- [Text block]:

┌──

As of Friday evening, we have put 2500 miles between us and The Twin Cities. And that doesn’t include the 110-mile ferry ride we took today from North Sydney, Nova Scotia to Port aux Basque, Newfoundland.
You may be wondering how we keep ourselves occupied for so many hours in the car. We all like to read, so when we’re not enjoying the scenery, we usually have our noses in books. Here’s our “road trip reading list:”
I am reading The Iambics of Newfoundland: Notes from an Unknown Shore, by Robert Finch. From the Amazon blurb:
“In these evocative sketches, stories and essays, nature writer Robert Finch explores the people, geography and wildlife of this remote but lovely corner of Canada. Beloved nature writer Robert Finch spent the greater part of a decade travelling around Newfoundland, the remote island “at the edge of America”. Between the icy cliffs and the Atlantic Ocean, the lush valleys and barren drifts, he collected intimate stories of birds, moose and foxes – and of the people who share their space. In detailed essays, he evokes a landscape of raw beauty.”

└──

Dataset entries:
┌──

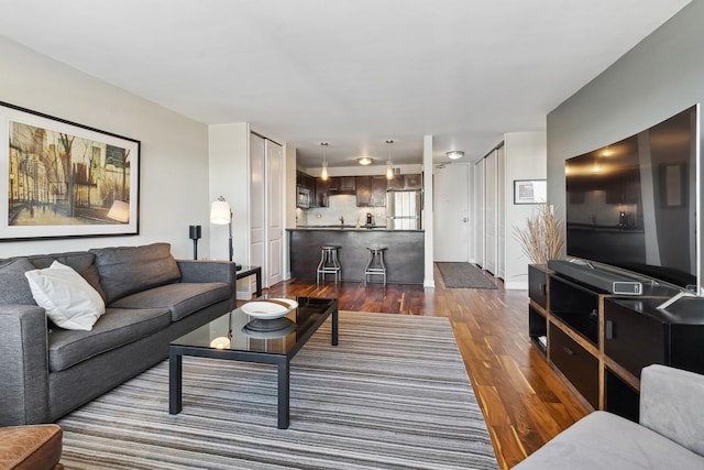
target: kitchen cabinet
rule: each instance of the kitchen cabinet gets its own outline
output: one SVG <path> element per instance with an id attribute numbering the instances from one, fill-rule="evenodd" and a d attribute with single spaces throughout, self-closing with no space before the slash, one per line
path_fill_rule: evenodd
<path id="1" fill-rule="evenodd" d="M 413 175 L 394 175 L 388 181 L 388 189 L 422 189 L 422 175 L 420 173 Z"/>
<path id="2" fill-rule="evenodd" d="M 385 176 L 356 176 L 355 185 L 358 207 L 386 206 Z"/>
<path id="3" fill-rule="evenodd" d="M 296 187 L 308 189 L 308 207 L 320 207 L 319 199 L 317 197 L 316 177 L 304 172 L 296 172 Z"/>
<path id="4" fill-rule="evenodd" d="M 329 189 L 330 178 L 322 179 L 316 178 L 316 193 L 314 194 L 315 205 L 316 207 L 328 207 L 328 189 Z"/>
<path id="5" fill-rule="evenodd" d="M 333 176 L 328 179 L 328 194 L 355 194 L 354 176 Z"/>

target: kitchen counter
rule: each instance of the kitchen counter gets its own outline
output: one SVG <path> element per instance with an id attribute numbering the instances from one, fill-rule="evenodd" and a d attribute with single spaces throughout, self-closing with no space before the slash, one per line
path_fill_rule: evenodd
<path id="1" fill-rule="evenodd" d="M 383 231 L 393 231 L 393 232 L 422 232 L 422 230 L 393 230 L 388 229 L 385 226 L 374 226 L 374 227 L 360 227 L 356 226 L 298 226 L 294 229 L 287 230 L 360 230 L 360 231 L 370 231 L 370 230 L 383 230 Z"/>
<path id="2" fill-rule="evenodd" d="M 308 226 L 287 229 L 290 245 L 292 276 L 316 278 L 320 263 L 320 247 L 336 244 L 343 281 L 364 281 L 369 261 L 366 247 L 386 247 L 386 280 L 388 283 L 422 284 L 426 234 L 422 230 L 392 230 L 385 227 L 365 229 L 354 226 Z M 378 276 L 370 277 L 378 282 Z"/>

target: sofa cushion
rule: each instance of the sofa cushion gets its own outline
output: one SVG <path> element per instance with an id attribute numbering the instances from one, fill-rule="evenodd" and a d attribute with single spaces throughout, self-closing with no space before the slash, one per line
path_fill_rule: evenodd
<path id="1" fill-rule="evenodd" d="M 24 275 L 36 304 L 61 328 L 91 330 L 106 311 L 106 303 L 98 291 L 58 261 L 43 270 L 28 271 Z"/>
<path id="2" fill-rule="evenodd" d="M 702 469 L 704 458 L 607 412 L 580 419 L 526 460 L 528 469 Z"/>
<path id="3" fill-rule="evenodd" d="M 168 308 L 172 320 L 182 318 L 201 308 L 230 298 L 227 283 L 178 283 L 143 291 L 123 297 L 112 304 L 120 308 Z"/>
<path id="4" fill-rule="evenodd" d="M 166 308 L 107 308 L 92 331 L 54 329 L 48 335 L 50 372 L 76 365 L 102 352 L 161 331 L 170 324 Z"/>
<path id="5" fill-rule="evenodd" d="M 31 256 L 26 256 L 28 260 L 40 270 L 44 267 L 48 267 L 52 265 L 54 261 L 58 261 L 62 264 L 65 264 L 69 267 L 73 267 L 78 274 L 84 276 L 88 284 L 92 286 L 98 294 L 103 298 L 106 298 L 106 293 L 102 292 L 102 287 L 100 286 L 100 275 L 98 274 L 98 269 L 96 267 L 96 255 L 89 253 L 87 251 L 72 251 L 67 253 L 57 253 L 57 254 L 35 254 Z"/>
<path id="6" fill-rule="evenodd" d="M 34 265 L 25 258 L 16 258 L 0 264 L 0 297 L 3 304 L 36 305 L 24 276 Z"/>
<path id="7" fill-rule="evenodd" d="M 100 285 L 108 305 L 130 294 L 180 280 L 180 271 L 168 243 L 89 251 L 96 255 Z"/>

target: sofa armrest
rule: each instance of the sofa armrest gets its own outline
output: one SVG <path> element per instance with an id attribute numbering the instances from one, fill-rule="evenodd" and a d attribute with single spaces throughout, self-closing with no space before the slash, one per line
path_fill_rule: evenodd
<path id="1" fill-rule="evenodd" d="M 180 282 L 224 282 L 230 285 L 230 308 L 234 309 L 238 297 L 235 264 L 219 260 L 176 260 L 180 270 Z"/>
<path id="2" fill-rule="evenodd" d="M 704 456 L 704 375 L 648 365 L 640 375 L 640 424 Z"/>
<path id="3" fill-rule="evenodd" d="M 0 426 L 46 423 L 46 313 L 35 305 L 0 305 Z"/>

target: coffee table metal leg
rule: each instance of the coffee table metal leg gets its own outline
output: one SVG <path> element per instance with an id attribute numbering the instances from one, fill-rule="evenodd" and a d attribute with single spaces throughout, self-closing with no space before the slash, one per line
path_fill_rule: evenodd
<path id="1" fill-rule="evenodd" d="M 278 428 L 287 429 L 289 420 L 290 375 L 288 360 L 278 364 Z"/>
<path id="2" fill-rule="evenodd" d="M 332 313 L 332 346 L 338 346 L 338 310 Z"/>
<path id="3" fill-rule="evenodd" d="M 177 415 L 182 409 L 182 371 L 184 357 L 174 352 L 168 354 L 168 413 Z"/>

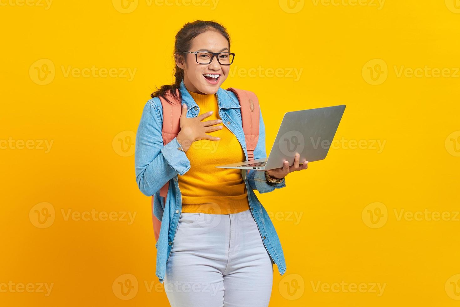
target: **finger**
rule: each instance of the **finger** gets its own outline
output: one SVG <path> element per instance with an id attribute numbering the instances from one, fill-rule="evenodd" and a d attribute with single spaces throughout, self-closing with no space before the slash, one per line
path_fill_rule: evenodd
<path id="1" fill-rule="evenodd" d="M 283 163 L 283 172 L 286 174 L 289 173 L 289 162 L 288 161 Z"/>
<path id="2" fill-rule="evenodd" d="M 294 158 L 294 169 L 297 170 L 299 168 L 299 160 L 300 160 L 300 154 L 296 154 L 295 157 Z"/>
<path id="3" fill-rule="evenodd" d="M 206 132 L 209 132 L 210 131 L 215 131 L 216 130 L 221 130 L 224 126 L 211 126 L 211 127 L 207 127 L 205 130 Z"/>
<path id="4" fill-rule="evenodd" d="M 211 115 L 213 114 L 214 111 L 209 111 L 209 112 L 207 112 L 206 113 L 204 113 L 202 114 L 201 114 L 196 116 L 197 119 L 201 122 L 203 119 L 206 117 L 209 117 L 211 116 Z"/>
<path id="5" fill-rule="evenodd" d="M 182 110 L 181 110 L 180 119 L 183 120 L 187 117 L 187 104 L 182 104 Z"/>
<path id="6" fill-rule="evenodd" d="M 203 122 L 203 123 L 204 124 L 204 127 L 207 127 L 209 126 L 215 125 L 216 124 L 220 124 L 222 122 L 222 120 L 221 119 L 215 119 L 213 121 L 206 121 L 206 122 Z"/>
<path id="7" fill-rule="evenodd" d="M 217 136 L 213 136 L 212 135 L 209 135 L 209 134 L 205 134 L 203 138 L 203 139 L 209 139 L 211 141 L 218 141 L 220 139 L 220 138 Z"/>

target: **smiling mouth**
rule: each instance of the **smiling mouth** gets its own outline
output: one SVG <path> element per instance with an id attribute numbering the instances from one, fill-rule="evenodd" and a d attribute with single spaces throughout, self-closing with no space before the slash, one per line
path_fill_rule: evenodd
<path id="1" fill-rule="evenodd" d="M 219 78 L 222 75 L 217 75 L 213 74 L 203 74 L 203 76 L 207 80 L 208 82 L 212 84 L 216 84 L 218 81 Z M 217 77 L 216 76 L 217 76 Z"/>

└──

- [Task brief]:
Transcribe the road trip post word for word from "As of Friday" to "aux Basque, Newfoundland.".

- [Answer to the exercise]:
As of Friday evening, we have put 2500 miles between us and The Twin Cities. And that doesn’t include the 110-mile ferry ride we took today from North Sydney, Nova Scotia to Port aux Basque, Newfoundland.